» **Set task A**
In the interview transcript below, where did all ad traffic go at the beginning, before there were specific landing pages for the ads?
•••••
SPEAKER_00Do you think that raising money and growing that much with the VC backed company that you had before gave you a lot of experience to actually build these bootstraps?
SPEAKER_01Yeah, definitely. I think that like for the ad side, um, on my all company, we still rely a lot on ads. So it was easy to me um at the beginning to say, okay, we'll we'll start running ads since since they won, even if we're not profitable, even if um we don't have a lot of money. So yeah, I think that we kind of combine a bit like the BC growth mindset, um, but being bootstrap. So I don't think it's kind of incompatible at at all. Obviously, it depends on how much or how faster you want to grow. I don't think we could uh ever uh grow um as fast as course or data or something like that. So so yeah, but I don't think it's incompatible in the sense that we can still grow fast while not raising money because we we have the money to to do it.
SPEAKER_00When you do uh Google Ads, what what kind of funnel um do you do? Is it like straight away to a sales page? Is it uh to a lead magnet? Is it to a comparison page with a competitor? Like what kind of uh funnel do you use?
SPEAKER_01Right now, like we have but we have a bigger budget and and we have kind of an agency that's helping us run the ads. We have specific landing pages for the ads and specific rating for the ads, so all these things. Um it's very different from what we had at the beginning, which is everyone was just going straight to the like to the main landing page. There was nothing specific about it, and actually it it still worked um pretty well. So um so yeah at the beginning I I was do I was running the ads myself. So I tried to uh keep it as simple as possible so it was manageable. Um but yeah, as we grew, we started like segmenting better and and doing um better things. But I still think that it's important to start simple and yeah, don't try and overcomplicate it uh because it it then become it becomes unmanageable, right? I just tried setting up the campaigns on Google Ads and just uh left it running there. I didn't have to kind of um work on them every day or didn't want to because I I wanted to focus on other things, but still um obviously the campaigns were not kind of optimized, but uh well at least they were uh bringing in uh people so that was the important thing.
SPEAKER_00You're starting solo, you started solo, um, and I think you built it in one weekend, right? The V1. What is the um step by step that you follow to build uh SaaS really fast, validate really fast, and just make sure that you just work on the good thing and you're not wasting your time?
SPEAKER_01Yeah, for me, um, I mean it was it was easy to think like that because we um yeah, and have another choice, right? We didn't have anything to lose. Um, we had another projects that were uh growing but not uh amazingly. So um yeah, when I had the idea or wanted to start building it, um I thought, well, I uh well I didn't really think much about it. I just like felt the like the urge to start building. So I think that's something that happens to a lot of us. So um yeah, I just um decided to to go through the weekend and and to get as as far as possible as I could. Um and then I just decided to like to add stripe into it and and then to um yeah to basically ship it um and see how how it went, right? So it was like on the first weeks, just um from seeing from the traffic that we were getting and like the conversions, I was actually comparing it to my um to the other projects that I was running, and I felt that like the numbers were much better, right? So um just seeing like the first uh conversions, the first subscribers, um I already saw that that it made it was well it felt much easier than uh for the other projects. So um so yeah, I then obviously like the product that we shipped in in that weekend, it's uh nothing compared to what we have now. But uh, but yeah, it was I think pretty pretty good. Um well thanks to all the i itals that we have now, and and it's uh very easy to to ship uh uh the first version.
•••••
» **Set task B**
Report each line in the data records that contains the string "tree".

[Data records]
•••••
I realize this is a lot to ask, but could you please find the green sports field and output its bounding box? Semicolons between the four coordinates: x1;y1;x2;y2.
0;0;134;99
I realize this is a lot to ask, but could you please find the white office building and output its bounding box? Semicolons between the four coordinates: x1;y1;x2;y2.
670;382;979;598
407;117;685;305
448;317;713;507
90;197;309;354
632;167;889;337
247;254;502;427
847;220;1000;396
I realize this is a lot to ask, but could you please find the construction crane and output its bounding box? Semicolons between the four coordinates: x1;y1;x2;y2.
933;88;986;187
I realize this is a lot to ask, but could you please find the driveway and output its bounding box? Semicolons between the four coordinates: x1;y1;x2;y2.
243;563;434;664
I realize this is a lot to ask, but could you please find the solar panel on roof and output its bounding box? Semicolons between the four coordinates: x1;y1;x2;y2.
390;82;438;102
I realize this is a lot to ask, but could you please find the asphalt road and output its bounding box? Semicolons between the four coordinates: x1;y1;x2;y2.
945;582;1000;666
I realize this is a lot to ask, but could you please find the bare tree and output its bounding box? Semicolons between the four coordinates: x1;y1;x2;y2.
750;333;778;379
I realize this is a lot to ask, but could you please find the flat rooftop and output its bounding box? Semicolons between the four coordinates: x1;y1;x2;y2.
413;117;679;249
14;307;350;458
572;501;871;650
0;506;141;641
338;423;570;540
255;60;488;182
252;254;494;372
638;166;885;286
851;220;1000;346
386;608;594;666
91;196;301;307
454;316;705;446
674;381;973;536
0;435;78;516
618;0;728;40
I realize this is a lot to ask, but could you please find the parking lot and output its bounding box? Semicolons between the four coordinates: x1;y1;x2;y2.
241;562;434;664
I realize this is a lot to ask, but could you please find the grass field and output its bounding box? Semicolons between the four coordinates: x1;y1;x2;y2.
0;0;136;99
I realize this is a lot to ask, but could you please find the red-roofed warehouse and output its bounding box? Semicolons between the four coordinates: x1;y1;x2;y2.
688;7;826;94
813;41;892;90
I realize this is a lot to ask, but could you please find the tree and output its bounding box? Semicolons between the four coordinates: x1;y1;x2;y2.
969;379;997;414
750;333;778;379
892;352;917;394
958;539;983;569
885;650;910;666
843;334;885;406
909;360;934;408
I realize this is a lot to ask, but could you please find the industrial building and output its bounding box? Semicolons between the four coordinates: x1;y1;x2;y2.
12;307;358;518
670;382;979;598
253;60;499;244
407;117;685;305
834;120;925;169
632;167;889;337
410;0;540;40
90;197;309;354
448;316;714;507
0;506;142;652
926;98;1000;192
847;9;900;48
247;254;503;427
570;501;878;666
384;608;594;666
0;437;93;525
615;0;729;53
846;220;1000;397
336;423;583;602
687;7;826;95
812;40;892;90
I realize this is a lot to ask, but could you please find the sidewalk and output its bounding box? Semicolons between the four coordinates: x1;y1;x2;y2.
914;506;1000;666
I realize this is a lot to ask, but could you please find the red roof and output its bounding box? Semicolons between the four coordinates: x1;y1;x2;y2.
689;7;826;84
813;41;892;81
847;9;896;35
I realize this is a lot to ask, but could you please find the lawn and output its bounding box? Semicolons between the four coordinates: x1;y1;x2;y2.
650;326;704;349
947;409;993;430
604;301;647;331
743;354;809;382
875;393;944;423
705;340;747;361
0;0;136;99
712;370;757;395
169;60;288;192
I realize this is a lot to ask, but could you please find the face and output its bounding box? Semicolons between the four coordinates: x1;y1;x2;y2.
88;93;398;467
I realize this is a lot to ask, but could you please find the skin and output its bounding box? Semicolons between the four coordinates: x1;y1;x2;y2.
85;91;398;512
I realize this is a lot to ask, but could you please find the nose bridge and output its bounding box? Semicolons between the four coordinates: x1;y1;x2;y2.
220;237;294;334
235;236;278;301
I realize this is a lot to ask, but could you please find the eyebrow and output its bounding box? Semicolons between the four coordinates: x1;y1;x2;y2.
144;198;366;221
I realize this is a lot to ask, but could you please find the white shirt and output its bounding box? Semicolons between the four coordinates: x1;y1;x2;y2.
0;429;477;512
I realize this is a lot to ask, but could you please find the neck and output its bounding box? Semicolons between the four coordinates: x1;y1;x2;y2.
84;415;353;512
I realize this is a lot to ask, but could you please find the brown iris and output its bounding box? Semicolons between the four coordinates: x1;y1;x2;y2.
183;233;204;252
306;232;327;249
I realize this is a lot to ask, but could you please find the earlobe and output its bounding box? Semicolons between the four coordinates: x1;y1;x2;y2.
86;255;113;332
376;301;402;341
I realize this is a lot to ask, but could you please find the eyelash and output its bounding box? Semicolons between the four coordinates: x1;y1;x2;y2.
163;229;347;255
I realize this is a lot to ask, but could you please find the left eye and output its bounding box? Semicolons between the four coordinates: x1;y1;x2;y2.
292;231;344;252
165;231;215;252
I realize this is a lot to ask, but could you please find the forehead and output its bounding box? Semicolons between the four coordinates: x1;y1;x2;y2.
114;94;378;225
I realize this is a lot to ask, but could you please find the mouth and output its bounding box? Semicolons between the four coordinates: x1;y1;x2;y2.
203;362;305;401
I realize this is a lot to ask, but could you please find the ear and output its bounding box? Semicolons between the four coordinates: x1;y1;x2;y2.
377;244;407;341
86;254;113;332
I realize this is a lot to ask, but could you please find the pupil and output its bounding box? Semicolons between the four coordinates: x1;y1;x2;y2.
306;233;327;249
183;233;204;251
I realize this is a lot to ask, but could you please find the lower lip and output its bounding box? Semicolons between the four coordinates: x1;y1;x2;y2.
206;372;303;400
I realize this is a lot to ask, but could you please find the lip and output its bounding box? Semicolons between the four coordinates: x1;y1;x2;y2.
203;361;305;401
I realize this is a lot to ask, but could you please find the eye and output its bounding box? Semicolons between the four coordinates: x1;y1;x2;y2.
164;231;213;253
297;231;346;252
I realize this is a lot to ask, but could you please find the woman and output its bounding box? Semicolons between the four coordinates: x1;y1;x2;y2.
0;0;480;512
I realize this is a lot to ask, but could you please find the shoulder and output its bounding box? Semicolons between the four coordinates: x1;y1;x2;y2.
•••••
» **Problem solution A**
It went straight to the main landing page.

» **Problem solution B**
I realize this is a lot to ask, but could you please find the bare tree and output its bounding box? Semicolons between the four coordinates: x1;y1;x2;y2.
I realize this is a lot to ask, but could you please find the tree and output its bounding box? Semicolons between the four coordinates: x1;y1;x2;y2.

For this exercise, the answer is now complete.